==== Testo fornito ====

[Il 13 maggio scorso, nell’ambito della rassegna “La possibile preghiera”, con il prof. Fulvio Ferrario abbiamo presentato la figura poetica di Kurt Marti a cent’anni dalla nascita. Questa intervista vuole essere un sunto di quanto emerso durante la presentazione e allo stesso tempo un omaggio a una delle personalità più interessanti del Novecento poetico trascorso. A corredo presentiamo tre testi inediti, tradotti dal professore Ferrario, a cui vanno la mia riconoscenza e la mia gratitudine per la disponibilità concessa. A.B.M.].

Professore, in che modo si è avvicinato al mondo poetico di Kurt Marti?

Tre decenni fa ho trascorso un periodo di studio a lavoro in Svizzera, nel corso del quale ho cercato anche di conoscere almeno qualcosa della letteratura elvetica di lingua tedesca: Frisch, Dürrenmatt e, appunto, Marti. Molto più tardi ho trovato per caso le Orazioni funebri, in tedesco, nella biblioteca di mia moglie, che ha anche la cittadinanza svizzera, Da lì è nata la frequentazione intensa degli ultimi dieci anni.

==== Voci riportate ====

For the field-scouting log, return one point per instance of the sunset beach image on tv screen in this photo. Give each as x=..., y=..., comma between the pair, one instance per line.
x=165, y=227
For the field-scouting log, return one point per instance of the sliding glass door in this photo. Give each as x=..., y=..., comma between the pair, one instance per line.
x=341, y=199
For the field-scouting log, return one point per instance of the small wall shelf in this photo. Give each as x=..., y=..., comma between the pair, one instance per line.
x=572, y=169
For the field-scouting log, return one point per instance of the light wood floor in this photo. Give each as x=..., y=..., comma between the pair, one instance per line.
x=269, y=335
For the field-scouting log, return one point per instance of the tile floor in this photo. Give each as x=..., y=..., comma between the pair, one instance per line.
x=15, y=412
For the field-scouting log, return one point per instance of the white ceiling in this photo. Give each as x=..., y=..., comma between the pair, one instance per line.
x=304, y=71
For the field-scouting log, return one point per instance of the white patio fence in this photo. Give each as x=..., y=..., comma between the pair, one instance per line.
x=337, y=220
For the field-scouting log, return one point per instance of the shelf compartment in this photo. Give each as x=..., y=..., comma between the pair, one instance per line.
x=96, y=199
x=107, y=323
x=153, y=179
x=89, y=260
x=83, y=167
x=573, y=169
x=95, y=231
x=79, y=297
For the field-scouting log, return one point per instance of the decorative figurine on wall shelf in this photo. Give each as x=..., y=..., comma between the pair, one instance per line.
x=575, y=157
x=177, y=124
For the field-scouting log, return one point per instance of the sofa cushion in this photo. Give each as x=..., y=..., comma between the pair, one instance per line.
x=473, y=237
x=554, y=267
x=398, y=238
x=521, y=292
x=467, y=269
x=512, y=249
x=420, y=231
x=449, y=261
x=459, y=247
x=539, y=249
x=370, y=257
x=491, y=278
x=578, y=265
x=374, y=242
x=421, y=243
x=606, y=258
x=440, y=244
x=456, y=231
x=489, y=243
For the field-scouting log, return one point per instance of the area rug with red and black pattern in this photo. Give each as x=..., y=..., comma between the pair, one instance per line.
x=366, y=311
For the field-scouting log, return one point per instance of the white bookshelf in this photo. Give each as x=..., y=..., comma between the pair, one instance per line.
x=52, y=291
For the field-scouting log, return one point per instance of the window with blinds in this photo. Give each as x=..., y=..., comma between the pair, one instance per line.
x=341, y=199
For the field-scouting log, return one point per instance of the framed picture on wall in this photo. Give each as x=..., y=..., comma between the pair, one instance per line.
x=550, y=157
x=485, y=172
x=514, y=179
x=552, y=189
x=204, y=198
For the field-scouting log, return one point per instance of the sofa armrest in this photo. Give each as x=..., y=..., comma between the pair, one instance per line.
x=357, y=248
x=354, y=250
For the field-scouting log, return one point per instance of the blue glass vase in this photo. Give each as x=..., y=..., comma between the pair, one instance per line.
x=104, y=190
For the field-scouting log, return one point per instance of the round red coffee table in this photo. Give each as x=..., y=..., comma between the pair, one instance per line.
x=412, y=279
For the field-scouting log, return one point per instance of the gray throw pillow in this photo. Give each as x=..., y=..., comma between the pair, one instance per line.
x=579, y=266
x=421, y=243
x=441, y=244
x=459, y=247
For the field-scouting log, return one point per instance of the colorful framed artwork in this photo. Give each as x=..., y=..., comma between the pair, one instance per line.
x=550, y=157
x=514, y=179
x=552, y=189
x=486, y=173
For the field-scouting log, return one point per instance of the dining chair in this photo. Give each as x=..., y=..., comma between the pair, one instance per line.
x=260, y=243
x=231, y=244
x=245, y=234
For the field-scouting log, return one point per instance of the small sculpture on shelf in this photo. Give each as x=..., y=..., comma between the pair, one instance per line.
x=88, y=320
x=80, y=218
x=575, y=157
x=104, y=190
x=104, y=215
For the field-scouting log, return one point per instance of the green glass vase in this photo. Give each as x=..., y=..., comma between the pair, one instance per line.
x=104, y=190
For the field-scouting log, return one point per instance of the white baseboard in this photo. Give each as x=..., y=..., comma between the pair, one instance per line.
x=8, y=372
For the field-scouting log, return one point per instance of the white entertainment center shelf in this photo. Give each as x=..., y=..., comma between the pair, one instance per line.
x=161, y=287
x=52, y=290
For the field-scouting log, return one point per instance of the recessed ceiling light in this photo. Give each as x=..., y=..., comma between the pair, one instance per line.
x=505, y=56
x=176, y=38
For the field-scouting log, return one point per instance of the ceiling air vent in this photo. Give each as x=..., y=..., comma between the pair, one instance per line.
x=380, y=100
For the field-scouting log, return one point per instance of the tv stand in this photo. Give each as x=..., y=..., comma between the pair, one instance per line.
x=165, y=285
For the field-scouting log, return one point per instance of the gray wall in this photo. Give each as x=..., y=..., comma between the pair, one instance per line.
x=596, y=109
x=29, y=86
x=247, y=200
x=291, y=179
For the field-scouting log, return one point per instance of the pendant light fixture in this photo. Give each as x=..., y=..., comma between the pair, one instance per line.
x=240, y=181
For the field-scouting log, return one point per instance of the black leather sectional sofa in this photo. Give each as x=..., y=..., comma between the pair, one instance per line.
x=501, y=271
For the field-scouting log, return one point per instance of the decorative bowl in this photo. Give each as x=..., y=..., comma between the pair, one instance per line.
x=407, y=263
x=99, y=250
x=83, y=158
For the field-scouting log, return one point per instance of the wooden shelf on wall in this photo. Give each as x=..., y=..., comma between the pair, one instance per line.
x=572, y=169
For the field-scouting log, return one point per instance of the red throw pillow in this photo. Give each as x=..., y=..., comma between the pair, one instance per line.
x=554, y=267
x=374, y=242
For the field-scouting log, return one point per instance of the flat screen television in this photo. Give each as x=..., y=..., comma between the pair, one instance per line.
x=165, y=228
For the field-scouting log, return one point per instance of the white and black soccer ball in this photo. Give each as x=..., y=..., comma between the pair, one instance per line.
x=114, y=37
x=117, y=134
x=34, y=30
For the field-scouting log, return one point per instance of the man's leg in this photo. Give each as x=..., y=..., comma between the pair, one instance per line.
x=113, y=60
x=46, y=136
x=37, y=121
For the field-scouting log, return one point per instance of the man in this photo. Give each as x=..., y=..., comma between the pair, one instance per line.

====

_Esercizio assegnato A_
Nelle voci, riscriva le righe a partire da quella che contiene "the white patio" fino a quella che contiene "x=177, y=124", sostituendo "field-scouting log" con "site survey log" e lasciando invariato tutto il resto.
_Esercizio assegnato B_
Riprenda il testo su Kurt Marti e lo prosegua a partire dalla sua ultima frase.
Le voci non hanno alcuna attinenza con il testo su Kurt Marti.

_Risultato del compito A_
For the site survey log, return one point per instance of the white patio fence in this photo. Give each as x=..., y=..., comma between the pair, one instance per line.
x=337, y=220
For the site survey log, return one point per instance of the shelf compartment in this photo. Give each as x=..., y=..., comma between the pair, one instance per line.
x=96, y=199
x=107, y=323
x=153, y=179
x=89, y=260
x=83, y=167
x=573, y=169
x=95, y=231
x=79, y=297
For the site survey log, return one point per instance of the decorative figurine on wall shelf in this photo. Give each as x=..., y=..., comma between the pair, one instance per line.
x=575, y=157
x=177, y=124

_Risultato del compito B_
Nella prefazione al volume La passione della parola DIO, da lei curato con Beata Ravasi, scrive: “L’ascolto poetico e quello della fede si incontrano nella complessità inestricabile dell’umano”. In che modo tutto ciò si verifica in Marti?

Egli è pastore e poeta al tempo stesso. La sua scrittura è spesso teologicamente destabilizzante, ma proprio questo aiuta a riflettere: non sempre, forse, ma certo in molti casi.

Potrebbe spiegarci in che senso può essere definita “teologicamente destabilizzante”?

Si potrebbe citare Crocifissione continua o anche le perplessità ripetutamente avanzate dall’ultimo Marti (più in interviste, per la verità, che nelle poesie) sulla fede cristiana nella risurrezione dei morti.

Perché tradurre – oggi – Kurt Marti?

Personalmente, sono sempre alla ricerca di testi che aiutino a riflettere sulla fede e che magari siano anche utilizzabili nella liturgia. In Marti ne ho trovati diversi, e continuo a cercare.

Che tipo di riflessione Marti riesce a porre in atto?

Direi che la parola poetica in generale, e quella di Marti in particolare, destrutturano convinzioni consolidate: hanno cioè una funzione critica, prima ancora che propositiva.

A proposito del testo “crocifissione continua” lei ha parlato di “inquieta attenzione”. Anche da qui, si può partire per comprendere la fede riformata del poeta-pastore svizzero?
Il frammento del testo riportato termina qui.